Makedonya ile ilişkilerimiz çok eskiye dayanmaktadır. Ancak konfederasyonlarımız arasındaki ilişkilerimiz Makedonya’nın bağımsız bir devlet olması ve kendi özgür sendikal hareketini başlamasının hemen sonrasında başladı. Makedonya İşçi Sendikaları Federasyonu (SSM) ve Makedonya Bağımsız ve Özgür Sendikalar Konfederasyonu (UNASM) ile çok iyi düzeyde iş birliğimiz var. Her iki konfederasyon ile çeşitli konularda karşılıklı eğitimler düzenledik ve kapasite gelişimi ile ilgili birbirimize destek verdik. Ayrıca ITUC ve ETUC üyeleri olarak aynı çatı altında ortak değerler çerçevesinde omuz omuza çalışıyoruz.

-- Amaç 1 --
Satırlardan "black helmet, given" ifadesini içeren satırdan başlayıp son satıra kadar uzananları, her iki uç dahil, hiçbir değişiklik yapmadan yeniden yazın.
Metin ile satırlar birbirinden farklı kaynaklardan alınmıştır.

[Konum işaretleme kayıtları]
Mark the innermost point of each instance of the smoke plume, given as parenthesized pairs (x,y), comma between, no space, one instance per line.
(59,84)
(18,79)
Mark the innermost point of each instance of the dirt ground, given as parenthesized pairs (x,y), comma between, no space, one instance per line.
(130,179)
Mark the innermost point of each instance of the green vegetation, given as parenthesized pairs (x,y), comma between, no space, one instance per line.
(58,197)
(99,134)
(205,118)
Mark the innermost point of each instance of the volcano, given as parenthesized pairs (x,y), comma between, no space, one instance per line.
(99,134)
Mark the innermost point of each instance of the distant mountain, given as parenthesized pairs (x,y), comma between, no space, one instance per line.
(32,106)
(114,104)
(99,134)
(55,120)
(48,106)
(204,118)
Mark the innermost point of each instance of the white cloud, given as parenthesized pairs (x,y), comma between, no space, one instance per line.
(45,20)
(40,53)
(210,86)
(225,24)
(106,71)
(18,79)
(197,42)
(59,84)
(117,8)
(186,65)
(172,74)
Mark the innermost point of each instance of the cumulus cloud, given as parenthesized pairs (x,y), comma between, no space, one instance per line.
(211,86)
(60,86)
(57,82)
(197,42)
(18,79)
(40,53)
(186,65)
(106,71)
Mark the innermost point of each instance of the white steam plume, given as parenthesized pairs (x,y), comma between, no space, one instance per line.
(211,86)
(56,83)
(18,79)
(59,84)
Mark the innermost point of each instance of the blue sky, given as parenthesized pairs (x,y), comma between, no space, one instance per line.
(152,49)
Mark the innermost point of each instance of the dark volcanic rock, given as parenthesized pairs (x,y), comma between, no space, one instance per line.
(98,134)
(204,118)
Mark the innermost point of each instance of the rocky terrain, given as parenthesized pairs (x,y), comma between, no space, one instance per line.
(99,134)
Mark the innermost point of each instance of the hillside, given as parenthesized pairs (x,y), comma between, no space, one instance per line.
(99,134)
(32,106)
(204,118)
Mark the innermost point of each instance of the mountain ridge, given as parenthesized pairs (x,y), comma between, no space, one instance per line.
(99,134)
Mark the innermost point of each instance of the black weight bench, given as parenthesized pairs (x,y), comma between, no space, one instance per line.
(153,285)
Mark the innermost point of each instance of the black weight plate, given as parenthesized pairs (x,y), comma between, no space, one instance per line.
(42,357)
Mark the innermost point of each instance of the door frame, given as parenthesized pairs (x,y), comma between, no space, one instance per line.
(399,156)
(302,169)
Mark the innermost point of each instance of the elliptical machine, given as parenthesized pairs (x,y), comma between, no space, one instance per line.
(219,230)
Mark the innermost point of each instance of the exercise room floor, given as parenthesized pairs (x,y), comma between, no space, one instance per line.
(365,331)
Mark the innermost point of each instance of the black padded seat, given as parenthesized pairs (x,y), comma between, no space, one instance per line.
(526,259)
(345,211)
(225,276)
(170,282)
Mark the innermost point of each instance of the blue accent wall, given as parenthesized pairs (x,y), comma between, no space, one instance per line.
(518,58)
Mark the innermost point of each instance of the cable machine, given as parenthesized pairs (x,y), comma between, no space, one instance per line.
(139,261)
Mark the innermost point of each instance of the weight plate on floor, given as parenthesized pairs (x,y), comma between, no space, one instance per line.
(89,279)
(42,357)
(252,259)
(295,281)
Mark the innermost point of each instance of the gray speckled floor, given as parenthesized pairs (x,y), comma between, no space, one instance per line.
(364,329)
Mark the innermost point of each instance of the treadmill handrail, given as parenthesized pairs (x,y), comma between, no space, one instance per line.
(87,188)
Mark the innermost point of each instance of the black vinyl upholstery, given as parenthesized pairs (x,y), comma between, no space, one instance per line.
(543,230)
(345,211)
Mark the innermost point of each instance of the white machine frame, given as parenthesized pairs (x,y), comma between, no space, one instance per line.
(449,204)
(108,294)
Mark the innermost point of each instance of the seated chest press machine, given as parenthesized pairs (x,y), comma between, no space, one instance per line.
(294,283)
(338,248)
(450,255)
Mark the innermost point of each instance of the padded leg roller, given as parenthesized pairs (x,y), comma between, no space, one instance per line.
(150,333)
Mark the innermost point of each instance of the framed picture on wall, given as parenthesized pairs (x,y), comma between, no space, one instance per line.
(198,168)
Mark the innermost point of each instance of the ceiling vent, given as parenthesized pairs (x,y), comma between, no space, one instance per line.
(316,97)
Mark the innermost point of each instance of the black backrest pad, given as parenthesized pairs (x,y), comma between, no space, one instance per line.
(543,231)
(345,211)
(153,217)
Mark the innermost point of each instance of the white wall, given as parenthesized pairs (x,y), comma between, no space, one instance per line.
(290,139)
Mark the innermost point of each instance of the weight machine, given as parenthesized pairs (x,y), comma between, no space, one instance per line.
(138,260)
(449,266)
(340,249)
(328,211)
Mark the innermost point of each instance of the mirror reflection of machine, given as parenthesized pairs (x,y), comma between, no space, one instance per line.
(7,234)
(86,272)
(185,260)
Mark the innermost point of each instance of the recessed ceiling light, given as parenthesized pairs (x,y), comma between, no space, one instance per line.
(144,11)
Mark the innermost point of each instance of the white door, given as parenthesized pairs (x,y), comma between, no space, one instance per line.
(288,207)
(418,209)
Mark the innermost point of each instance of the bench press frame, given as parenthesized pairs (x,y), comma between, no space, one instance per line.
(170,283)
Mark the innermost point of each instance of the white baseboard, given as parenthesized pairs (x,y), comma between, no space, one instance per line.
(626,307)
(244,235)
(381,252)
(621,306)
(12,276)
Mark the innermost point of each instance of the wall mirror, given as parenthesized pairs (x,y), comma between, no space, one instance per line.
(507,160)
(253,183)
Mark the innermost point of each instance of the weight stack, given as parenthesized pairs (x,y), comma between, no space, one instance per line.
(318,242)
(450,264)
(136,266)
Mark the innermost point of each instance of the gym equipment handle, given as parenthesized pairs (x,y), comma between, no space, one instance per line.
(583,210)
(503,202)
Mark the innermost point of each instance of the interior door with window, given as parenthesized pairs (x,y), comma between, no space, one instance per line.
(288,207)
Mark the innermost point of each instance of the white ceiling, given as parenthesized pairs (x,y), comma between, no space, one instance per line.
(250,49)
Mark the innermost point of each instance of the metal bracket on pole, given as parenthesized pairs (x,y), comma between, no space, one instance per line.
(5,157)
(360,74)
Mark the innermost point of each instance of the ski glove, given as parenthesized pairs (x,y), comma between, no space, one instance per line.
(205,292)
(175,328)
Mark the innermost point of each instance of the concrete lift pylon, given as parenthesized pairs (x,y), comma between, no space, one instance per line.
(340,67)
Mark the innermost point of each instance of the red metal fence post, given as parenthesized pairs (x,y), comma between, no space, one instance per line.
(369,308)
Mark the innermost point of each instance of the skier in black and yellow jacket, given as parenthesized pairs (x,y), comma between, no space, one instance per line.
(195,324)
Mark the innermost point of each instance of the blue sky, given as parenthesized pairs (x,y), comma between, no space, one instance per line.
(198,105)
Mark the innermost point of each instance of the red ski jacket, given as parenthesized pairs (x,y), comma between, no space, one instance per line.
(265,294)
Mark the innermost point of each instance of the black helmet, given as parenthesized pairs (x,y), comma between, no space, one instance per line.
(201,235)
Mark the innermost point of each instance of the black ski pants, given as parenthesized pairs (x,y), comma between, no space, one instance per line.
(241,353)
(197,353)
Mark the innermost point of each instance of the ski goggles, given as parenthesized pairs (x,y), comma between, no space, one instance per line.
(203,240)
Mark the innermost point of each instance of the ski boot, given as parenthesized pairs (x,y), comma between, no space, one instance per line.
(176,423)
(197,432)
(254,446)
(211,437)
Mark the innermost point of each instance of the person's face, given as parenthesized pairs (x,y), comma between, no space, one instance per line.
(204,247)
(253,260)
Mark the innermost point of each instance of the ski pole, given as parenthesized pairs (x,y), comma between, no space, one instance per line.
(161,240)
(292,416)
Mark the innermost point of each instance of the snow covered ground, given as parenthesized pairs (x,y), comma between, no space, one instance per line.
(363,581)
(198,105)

-- Amaç 2 --
Makedonya ile ilişkileri anlatan metne göre şu soruları yanıtlayın:
(a) İyi düzeyde iş birliği yapılan iki konfederasyon hangileridir?
(b) Bu iki konfederasyonla birlikte neler yapılmıştır?
(c) Hangi kuruluşların üyeleri olarak aynı çatı altında çalışılmaktadır?

-- Sonuç 1 --
Mark the innermost point of each instance of the black helmet, given as parenthesized pairs (x,y), comma between, no space, one instance per line.
(201,235)
Mark the innermost point of each instance of the black ski pants, given as parenthesized pairs (x,y), comma between, no space, one instance per line.
(241,353)
(197,353)
Mark the innermost point of each instance of the ski goggles, given as parenthesized pairs (x,y), comma between, no space, one instance per line.
(203,240)
Mark the innermost point of each instance of the ski boot, given as parenthesized pairs (x,y), comma between, no space, one instance per line.
(176,423)
(197,432)
(254,446)
(211,437)
Mark the innermost point of each instance of the person's face, given as parenthesized pairs (x,y), comma between, no space, one instance per line.
(204,247)
(253,260)
Mark the innermost point of each instance of the ski pole, given as parenthesized pairs (x,y), comma between, no space, one instance per line.
(161,240)
(292,416)
Mark the innermost point of each instance of the snow covered ground, given as parenthesized pairs (x,y), comma between, no space, one instance per line.
(363,581)
(198,105)

-- Sonuç 2 --
(a) Makedonya İşçi Sendikaları Federasyonu (SSM) ve Makedonya Bağımsız ve Özgür Sendikalar Konfederasyonu (UNASM).
(b) Çeşitli konularda karşılıklı eğitimler düzenlenmiş ve kapasite gelişimi konusunda birbirlerine destek verilmiştir.
(c) ITUC ve ETUC.